### CHALLENGES
**1.** In the conference slides, what share of the EID100 assessments do the modules make up?
**2.** Copy the stretch of the conference slides from "Guiding Principles" through "aspects of grading?" word for word.

### SOURCE EXTRACT
[start]
Ryerson IT Conference 2018

Ahmed Sagarwala

@amsagarwala • sagarwala@ryerson.ca

Custom-Built Blog Assessment and Participation Tracking Software

Overview

  • Why I built this system?
  • Where I started... and am heading.
  • Expose setbacks in working with Twitter, D2L, and blogs.
  • How lean methodology kept things moving.
  • The benefits in automating course administration.
  • Maybe a demo?

Guiding Principles

  • Machines should not make the final decision.
  • Students should learn how this system works.
  • Gaming the system is a good thing. It often reveals a deep understanding and is a creative application. It's at the highest level of Bloom's taxonomy.
  • Strategically use friction.

Think

  • Does this system keep grading equitable?
  • Do I focus on the right aspects of grading?
  • What would you add/remove?
  • The dangers of over-automation?
  • Could it do _______?

Set the Stage

 

 

EID 100

Digital Skills & Innovation for the Global Economy

Image: Robert Laughter

EID100 Assessments

  • 25% Modules (blog posts)
[end]
### LISTED RECORDS
[start]
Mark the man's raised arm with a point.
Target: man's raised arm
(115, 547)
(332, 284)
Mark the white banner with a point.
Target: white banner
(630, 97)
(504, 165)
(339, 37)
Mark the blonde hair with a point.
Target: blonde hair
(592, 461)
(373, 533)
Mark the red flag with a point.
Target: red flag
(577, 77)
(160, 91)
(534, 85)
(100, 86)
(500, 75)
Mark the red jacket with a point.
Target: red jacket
[end]
[start]
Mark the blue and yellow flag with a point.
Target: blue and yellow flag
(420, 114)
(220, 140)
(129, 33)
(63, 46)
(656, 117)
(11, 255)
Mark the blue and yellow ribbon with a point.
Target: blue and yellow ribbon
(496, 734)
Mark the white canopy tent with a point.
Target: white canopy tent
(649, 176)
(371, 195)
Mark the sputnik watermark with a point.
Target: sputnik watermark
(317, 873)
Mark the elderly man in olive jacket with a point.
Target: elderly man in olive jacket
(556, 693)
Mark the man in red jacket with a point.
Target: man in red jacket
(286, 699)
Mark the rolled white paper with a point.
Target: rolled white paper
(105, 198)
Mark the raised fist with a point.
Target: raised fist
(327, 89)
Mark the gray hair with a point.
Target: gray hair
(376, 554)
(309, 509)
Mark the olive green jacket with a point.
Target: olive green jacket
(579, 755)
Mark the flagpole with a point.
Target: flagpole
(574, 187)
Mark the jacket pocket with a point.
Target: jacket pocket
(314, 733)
[end]
### SOLVED TASKS
**1.** 25%, in the form of blog posts.

**2.**
Guiding Principles

  • Machines should not make the final decision.
  • Students should learn how this system works.
  • Gaming the system is a good thing. It often reveals a deep understanding and is a creative application. It's at the highest level of Bloom's taxonomy.
  • Strategically use friction.

Think

  • Does this system keep grading equitable?
  • Do I focus on the right aspects of grading?